Source information
..........

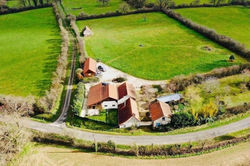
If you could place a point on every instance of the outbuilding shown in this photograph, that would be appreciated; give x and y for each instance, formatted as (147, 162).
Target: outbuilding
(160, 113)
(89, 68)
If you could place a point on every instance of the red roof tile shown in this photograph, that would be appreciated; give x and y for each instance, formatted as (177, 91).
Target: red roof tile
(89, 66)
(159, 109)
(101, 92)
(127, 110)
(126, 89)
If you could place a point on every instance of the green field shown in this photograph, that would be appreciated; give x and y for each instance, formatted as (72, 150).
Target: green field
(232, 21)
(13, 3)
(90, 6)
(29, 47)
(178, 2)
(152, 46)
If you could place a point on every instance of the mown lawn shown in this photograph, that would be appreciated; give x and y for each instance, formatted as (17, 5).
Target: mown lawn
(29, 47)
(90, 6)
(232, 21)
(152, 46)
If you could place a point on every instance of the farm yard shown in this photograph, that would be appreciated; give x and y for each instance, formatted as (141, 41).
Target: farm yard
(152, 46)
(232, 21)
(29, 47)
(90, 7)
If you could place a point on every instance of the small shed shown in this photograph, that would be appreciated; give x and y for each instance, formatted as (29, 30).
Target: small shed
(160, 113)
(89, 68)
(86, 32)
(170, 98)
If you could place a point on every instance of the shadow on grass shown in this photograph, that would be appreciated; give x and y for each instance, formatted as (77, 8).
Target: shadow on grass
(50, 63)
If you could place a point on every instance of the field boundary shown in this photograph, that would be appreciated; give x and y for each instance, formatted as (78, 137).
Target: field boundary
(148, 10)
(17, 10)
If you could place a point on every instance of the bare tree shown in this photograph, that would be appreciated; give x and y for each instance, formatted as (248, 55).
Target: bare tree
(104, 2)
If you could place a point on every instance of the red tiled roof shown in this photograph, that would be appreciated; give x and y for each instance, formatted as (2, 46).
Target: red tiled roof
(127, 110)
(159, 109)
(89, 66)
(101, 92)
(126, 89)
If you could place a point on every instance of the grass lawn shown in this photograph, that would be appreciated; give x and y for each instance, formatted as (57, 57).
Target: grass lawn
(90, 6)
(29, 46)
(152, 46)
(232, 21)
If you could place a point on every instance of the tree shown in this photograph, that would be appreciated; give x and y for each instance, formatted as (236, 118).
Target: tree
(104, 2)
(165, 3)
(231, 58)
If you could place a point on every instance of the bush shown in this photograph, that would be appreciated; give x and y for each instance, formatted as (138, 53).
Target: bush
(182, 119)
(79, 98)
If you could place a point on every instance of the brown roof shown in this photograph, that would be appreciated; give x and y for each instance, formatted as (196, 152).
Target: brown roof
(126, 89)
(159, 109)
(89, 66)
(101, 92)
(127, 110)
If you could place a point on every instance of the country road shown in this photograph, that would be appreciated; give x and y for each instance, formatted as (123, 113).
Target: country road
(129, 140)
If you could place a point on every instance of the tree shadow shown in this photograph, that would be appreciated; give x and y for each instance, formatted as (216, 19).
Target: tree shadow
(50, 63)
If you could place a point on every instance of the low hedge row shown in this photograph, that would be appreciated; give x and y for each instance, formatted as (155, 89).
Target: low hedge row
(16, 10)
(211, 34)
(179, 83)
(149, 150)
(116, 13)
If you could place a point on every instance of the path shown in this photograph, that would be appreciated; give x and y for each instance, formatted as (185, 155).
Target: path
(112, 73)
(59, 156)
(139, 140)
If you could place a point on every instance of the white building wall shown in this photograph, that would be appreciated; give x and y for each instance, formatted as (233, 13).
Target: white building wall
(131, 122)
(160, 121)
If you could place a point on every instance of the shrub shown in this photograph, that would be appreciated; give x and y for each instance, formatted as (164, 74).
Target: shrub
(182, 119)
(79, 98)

..........

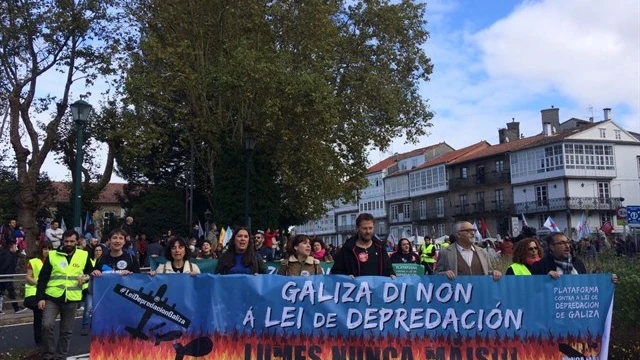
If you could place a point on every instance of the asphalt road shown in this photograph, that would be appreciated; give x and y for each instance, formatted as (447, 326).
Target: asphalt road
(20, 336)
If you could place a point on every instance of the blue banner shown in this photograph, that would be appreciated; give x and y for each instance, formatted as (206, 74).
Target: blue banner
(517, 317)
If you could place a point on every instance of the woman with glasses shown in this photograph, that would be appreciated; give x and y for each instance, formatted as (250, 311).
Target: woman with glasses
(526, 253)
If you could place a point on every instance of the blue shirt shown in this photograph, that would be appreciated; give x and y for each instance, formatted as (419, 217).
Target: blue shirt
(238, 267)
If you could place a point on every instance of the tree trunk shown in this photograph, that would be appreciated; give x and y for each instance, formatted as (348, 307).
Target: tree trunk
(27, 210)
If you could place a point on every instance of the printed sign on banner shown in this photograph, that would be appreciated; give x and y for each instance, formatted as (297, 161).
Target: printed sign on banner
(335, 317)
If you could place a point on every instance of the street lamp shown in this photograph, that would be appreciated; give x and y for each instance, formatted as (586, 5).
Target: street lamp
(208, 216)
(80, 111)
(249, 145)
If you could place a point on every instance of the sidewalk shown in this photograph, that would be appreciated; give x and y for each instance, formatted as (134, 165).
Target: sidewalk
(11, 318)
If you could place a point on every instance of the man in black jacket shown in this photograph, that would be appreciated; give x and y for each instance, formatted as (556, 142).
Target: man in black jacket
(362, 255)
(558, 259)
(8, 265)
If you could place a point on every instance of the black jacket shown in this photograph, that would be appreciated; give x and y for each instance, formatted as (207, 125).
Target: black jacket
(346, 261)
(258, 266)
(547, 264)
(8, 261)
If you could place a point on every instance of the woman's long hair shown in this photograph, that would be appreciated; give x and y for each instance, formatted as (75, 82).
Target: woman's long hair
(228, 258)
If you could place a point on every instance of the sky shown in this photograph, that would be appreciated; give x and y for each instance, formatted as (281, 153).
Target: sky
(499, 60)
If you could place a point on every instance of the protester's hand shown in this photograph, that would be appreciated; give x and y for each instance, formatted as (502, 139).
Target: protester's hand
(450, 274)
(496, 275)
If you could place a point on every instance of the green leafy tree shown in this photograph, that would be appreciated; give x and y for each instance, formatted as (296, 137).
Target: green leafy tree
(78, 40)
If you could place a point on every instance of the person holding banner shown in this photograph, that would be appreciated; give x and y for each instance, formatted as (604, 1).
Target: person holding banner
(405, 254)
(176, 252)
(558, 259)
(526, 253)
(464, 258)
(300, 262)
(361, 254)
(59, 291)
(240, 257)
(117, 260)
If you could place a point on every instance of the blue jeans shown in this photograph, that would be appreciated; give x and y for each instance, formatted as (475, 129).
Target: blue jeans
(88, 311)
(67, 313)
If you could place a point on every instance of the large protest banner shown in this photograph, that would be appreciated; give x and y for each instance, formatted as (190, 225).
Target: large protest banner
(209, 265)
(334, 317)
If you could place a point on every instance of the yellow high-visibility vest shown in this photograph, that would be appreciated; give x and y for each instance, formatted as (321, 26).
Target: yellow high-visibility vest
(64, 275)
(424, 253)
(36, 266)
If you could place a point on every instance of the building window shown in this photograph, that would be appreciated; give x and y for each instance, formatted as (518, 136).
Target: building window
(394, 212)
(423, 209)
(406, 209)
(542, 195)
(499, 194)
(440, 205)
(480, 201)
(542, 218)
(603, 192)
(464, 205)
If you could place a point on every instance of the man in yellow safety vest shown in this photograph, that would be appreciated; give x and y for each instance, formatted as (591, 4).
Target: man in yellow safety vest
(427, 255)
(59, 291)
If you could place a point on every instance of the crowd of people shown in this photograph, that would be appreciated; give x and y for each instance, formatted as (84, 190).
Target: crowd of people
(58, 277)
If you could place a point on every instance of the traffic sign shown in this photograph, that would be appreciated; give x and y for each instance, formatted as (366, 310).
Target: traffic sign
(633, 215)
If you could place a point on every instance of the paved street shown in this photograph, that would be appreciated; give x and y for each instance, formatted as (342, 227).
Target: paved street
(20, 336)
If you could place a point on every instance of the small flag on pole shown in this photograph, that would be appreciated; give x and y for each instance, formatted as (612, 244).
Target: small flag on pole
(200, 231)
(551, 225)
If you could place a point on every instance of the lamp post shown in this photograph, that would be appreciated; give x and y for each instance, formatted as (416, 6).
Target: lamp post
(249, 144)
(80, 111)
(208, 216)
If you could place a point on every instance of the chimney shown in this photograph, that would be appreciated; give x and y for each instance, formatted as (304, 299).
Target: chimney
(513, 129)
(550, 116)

..........

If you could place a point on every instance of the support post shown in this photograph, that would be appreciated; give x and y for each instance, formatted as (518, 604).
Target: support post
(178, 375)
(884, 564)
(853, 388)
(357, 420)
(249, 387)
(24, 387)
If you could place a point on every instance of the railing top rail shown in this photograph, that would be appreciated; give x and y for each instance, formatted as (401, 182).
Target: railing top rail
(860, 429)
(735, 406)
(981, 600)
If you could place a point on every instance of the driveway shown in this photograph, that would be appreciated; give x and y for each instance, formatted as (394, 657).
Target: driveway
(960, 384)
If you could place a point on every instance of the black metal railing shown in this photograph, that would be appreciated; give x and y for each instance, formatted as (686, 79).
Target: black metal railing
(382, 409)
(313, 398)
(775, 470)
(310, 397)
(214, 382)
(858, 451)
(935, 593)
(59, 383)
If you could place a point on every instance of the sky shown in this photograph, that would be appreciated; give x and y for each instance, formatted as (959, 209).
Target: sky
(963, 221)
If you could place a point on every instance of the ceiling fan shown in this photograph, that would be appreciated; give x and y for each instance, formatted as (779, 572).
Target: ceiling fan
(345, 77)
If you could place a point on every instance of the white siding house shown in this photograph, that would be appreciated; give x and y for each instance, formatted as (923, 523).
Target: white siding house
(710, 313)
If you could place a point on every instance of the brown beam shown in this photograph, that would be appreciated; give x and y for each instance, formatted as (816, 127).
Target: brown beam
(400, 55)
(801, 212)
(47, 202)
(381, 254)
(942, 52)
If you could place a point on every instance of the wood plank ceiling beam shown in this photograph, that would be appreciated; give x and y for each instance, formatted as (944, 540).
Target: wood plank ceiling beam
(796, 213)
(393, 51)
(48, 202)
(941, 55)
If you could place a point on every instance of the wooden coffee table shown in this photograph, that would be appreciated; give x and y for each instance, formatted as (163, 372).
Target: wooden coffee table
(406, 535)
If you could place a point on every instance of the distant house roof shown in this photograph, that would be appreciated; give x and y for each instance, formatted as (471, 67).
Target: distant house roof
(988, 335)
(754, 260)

..........

Exercise
Using the entries above, output exactly the lines between the line holding "as (147, 162)." and the line holding "as (77, 8).", end lines included, and nothing more.

Written reply
If you could place a point on every instance of the outbuilding shown in this photograph, that would be appreciated; give x and y for each instance, formatted as (147, 162).
Target: outbuilding
(160, 113)
(89, 68)
If you could place a point on every instance of the red roof tile shown in this photograph, that would be appreciated; give x and y for each instance, formatted as (177, 91).
Target: red roof tile
(89, 66)
(159, 109)
(101, 92)
(127, 110)
(126, 89)
If you could place a point on every instance of the green field shown in this photograph, that would be appreciated; give x and y for each instance, formatted as (72, 150).
Target: green field
(232, 21)
(13, 3)
(90, 6)
(29, 47)
(178, 2)
(152, 46)
If you could place a point on every instance of the mown lawn shown in this photograph, that would be appreciated; give x and y for each instance, formatted as (17, 5).
Target: mown lawn
(29, 47)
(90, 6)
(232, 21)
(152, 46)
If you could place a point on every instance of the farm yard shown in this photograph, that would be appreciated; give x and y for each instance, formatted as (141, 41).
Target: farm yard
(152, 46)
(232, 21)
(29, 47)
(90, 7)
If you could place a point on every instance of the small shed shown in this photograph, that would be appreciated; give x and y for each instance, formatted as (29, 30).
Target: small shed
(160, 113)
(89, 68)
(86, 32)
(170, 98)
If you could place a point on every instance of the shadow on grass shown in this photograph, that would be appreciated; give x and y for each instance, formatted as (77, 8).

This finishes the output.